- Exercise brief
Filter the rows below, copying every line that contains the string "wall", with case counting.
-- Begin Entries supplied --
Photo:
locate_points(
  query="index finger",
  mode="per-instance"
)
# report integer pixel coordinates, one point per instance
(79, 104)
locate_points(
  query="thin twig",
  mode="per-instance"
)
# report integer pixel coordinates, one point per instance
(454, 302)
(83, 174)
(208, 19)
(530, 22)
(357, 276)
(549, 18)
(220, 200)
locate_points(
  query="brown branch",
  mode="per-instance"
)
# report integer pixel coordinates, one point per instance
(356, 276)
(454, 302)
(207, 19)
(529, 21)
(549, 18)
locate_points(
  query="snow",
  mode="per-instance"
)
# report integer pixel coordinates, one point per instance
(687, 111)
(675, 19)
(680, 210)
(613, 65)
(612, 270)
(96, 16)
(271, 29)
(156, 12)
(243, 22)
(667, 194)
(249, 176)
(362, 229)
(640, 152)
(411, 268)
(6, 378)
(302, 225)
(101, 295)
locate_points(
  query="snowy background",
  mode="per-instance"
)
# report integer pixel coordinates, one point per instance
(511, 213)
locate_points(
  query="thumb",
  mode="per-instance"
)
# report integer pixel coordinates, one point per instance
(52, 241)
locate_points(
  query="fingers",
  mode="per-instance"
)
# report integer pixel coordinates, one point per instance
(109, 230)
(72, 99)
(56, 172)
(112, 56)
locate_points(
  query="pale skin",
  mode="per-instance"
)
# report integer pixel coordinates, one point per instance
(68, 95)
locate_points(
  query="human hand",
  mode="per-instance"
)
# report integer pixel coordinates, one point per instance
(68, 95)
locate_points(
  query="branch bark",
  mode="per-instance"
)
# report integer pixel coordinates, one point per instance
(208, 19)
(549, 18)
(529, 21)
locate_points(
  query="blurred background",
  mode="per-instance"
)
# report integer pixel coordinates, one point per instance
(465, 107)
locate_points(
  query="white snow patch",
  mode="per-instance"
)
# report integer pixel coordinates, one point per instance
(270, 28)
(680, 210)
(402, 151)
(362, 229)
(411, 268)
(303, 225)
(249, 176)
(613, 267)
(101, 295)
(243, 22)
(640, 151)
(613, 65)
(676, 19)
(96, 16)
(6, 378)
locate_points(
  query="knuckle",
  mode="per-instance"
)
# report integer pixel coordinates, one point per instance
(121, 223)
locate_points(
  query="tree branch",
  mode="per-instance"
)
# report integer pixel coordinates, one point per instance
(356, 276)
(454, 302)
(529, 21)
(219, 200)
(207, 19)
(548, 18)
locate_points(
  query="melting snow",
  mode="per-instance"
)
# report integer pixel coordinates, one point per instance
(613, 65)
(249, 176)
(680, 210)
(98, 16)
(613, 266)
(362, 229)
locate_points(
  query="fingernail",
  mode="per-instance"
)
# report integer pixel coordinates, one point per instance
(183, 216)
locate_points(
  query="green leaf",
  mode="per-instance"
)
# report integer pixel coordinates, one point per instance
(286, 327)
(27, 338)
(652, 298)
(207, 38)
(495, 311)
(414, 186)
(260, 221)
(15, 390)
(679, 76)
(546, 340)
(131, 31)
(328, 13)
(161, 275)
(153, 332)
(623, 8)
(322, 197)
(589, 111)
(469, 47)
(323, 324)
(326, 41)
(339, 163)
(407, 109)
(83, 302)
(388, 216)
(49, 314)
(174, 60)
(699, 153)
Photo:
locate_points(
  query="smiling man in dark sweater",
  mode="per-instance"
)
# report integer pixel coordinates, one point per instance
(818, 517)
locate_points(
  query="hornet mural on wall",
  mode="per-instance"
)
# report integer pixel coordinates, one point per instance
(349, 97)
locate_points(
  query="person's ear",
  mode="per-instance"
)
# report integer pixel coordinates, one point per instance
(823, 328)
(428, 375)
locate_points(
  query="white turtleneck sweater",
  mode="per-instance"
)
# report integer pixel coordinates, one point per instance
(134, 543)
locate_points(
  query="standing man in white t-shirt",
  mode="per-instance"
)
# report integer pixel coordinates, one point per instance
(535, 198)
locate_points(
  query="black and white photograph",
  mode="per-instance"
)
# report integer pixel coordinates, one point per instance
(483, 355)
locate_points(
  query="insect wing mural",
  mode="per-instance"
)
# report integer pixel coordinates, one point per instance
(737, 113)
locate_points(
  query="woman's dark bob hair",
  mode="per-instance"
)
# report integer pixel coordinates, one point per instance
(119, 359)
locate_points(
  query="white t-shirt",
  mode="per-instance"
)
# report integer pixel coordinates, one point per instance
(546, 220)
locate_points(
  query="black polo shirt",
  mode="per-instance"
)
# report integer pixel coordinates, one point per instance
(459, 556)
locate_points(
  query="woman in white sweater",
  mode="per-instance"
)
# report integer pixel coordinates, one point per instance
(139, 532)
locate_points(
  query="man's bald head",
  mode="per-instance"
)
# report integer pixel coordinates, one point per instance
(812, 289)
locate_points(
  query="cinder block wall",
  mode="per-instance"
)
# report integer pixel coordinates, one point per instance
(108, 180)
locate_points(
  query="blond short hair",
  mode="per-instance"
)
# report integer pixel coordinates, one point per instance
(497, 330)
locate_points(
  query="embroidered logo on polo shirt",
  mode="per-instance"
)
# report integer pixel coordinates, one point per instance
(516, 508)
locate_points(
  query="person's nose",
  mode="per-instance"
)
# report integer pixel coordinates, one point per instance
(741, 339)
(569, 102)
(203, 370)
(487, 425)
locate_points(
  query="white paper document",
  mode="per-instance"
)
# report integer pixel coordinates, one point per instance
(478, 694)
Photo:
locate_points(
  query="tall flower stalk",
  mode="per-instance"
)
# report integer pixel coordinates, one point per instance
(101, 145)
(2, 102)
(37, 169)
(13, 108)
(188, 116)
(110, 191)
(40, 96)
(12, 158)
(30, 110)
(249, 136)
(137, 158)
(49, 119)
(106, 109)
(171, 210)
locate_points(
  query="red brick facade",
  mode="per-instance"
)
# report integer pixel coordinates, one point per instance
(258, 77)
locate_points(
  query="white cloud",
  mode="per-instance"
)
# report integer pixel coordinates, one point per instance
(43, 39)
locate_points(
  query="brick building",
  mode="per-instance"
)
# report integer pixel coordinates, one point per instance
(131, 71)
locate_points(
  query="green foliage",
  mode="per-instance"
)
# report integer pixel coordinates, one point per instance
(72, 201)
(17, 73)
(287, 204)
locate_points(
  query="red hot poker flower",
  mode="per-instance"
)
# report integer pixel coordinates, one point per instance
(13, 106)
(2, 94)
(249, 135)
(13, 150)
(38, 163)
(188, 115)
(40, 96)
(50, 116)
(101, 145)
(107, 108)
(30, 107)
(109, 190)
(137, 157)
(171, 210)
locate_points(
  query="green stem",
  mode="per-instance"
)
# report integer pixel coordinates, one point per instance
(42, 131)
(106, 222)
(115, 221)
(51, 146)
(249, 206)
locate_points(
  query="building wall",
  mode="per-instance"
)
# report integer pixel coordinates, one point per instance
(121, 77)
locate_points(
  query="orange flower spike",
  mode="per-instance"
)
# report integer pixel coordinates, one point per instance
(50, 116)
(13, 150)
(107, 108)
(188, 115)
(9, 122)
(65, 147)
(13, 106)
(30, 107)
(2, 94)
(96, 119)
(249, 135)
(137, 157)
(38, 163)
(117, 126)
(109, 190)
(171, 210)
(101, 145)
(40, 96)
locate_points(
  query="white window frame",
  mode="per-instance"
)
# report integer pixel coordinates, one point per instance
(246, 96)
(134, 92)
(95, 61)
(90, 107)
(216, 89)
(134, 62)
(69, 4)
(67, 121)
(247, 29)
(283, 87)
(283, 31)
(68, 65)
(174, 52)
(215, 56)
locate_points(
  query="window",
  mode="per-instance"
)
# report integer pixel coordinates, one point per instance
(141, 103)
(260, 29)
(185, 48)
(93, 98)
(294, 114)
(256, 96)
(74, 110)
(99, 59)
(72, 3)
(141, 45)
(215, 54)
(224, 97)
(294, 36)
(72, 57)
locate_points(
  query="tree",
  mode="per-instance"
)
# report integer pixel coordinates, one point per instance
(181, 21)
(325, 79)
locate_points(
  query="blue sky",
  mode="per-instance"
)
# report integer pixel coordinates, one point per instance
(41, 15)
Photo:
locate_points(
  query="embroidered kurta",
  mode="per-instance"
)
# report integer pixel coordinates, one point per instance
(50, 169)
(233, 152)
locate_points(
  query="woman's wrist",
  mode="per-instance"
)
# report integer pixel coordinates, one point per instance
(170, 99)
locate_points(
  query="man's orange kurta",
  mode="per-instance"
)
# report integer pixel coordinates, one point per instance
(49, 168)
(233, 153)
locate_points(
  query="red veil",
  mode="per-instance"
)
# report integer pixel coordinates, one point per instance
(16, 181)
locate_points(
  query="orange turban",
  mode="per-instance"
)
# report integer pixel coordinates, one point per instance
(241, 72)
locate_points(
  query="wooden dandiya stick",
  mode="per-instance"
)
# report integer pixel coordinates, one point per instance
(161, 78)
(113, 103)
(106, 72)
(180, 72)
-- End Entries supplied --
- Full output
  query="hornet mural on wall",
  query="cinder block wall",
  query="building wall",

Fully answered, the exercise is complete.